*ACTIVITY LIST*:
(A) In the text on anonymity in private law children proceedings, how many children had the father fathered as a sperm donor?
(B) Continue the text on anonymity in private law children proceedings from its last sentence.

*SUPPLIED TEXT*:
09 June 2022
Anonymity in private law children proceedings
In the recently reported case of MacDougall v SW and others (sperm donor: parental responsibility or contact) the judge took the unusual step of naming the father in the proceedings. In private law children proceedings, the parties' names are usually kept anonymous.
In this case, the father had fathered a total of fifteen children as a sperm donor. He was not working with a clinic but had been entering into private informal arrangements, typically with lesbian women who wanted a child. He advertised his services as a sperm donor via social media. These proceedings were linked to cases concerning four of those children by three mothers. The father has a genetic condition known as Fragile X Syndrome, which causes developmental problems including learning difficulties and cognitive impairment. The father did not explain his condition or its implications to the mothers (although there was reference to it in the agreement). The father himself is autistic and suffers from learning difficulties. His condition would prevent him from donating sperm via a clinic.
The judge refused the father's applications to have parental responsibility for or contact with the children. She found that the father's applications were motivated by a desire to control the mothers of the children rather than a genuine commitment to the children. It would be detrimental to the children's welfare to have contact with the father or for him to have decision-making responsibility for them. The judge made a section 91(14) order for three years, essentially preventing the father from making further applications about the children without the court's permission. This is typically regarded as a draconian measure only to be exercised in extreme cases. It was appropriate to make this order here given the father's tendency to become highly frustrated if he did not get what he wanted. He had said in terms to one of the mothers concerned that he would keep making applications until he got what he wanted. He lacked insight into the effect of his behaviour on the mothers of the children.

[Stored dataset items]

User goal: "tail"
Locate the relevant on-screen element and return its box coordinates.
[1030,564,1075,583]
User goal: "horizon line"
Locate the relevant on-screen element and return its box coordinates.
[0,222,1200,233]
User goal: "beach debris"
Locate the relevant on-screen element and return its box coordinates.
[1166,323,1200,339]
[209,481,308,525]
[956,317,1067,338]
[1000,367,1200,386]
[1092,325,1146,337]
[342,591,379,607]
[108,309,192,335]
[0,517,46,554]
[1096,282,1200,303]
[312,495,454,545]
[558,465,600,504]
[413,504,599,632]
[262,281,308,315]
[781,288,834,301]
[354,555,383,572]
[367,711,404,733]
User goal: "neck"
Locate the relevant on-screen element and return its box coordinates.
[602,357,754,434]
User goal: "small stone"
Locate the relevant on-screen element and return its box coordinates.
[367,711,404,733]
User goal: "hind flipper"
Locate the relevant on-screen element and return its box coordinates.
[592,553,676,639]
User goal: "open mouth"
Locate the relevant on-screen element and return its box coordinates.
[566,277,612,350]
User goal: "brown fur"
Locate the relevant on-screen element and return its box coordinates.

*TASK-BY-TASK OUTPUTS*:
(A) Fifteen.

(B)
The judge's decision to name the father in the published judgment is unusual but justified in this instance. The father did not accept that he had done anything wrong and it was likely that he would go on to donate more sperm. It was probable that he would not inform the potential mothers that he suffered from Fragile X syndrome and that they would therefore be unaware of the potential genetic issues any children might suffer from.
The judge found that the risks of the children being identified by naming the father were low and that the risk of identification was outweighed by the public interest in naming him. In future, if women were thinking about using him as a sperm donor they might conduct a google search and find the judgment thereby alerting them to the issues. The judge commented, "there is a wider point about transparency in this regard. The usual approach of anonymity in the Family Courts should not be used as a way for parents to behave in an unacceptable manner and then hide behind the cloak of anonymity. The provisions and practice in respect of anonymity in family law are there to protect the children and not the parents." All three of the mothers were in favour of the father being publicly named.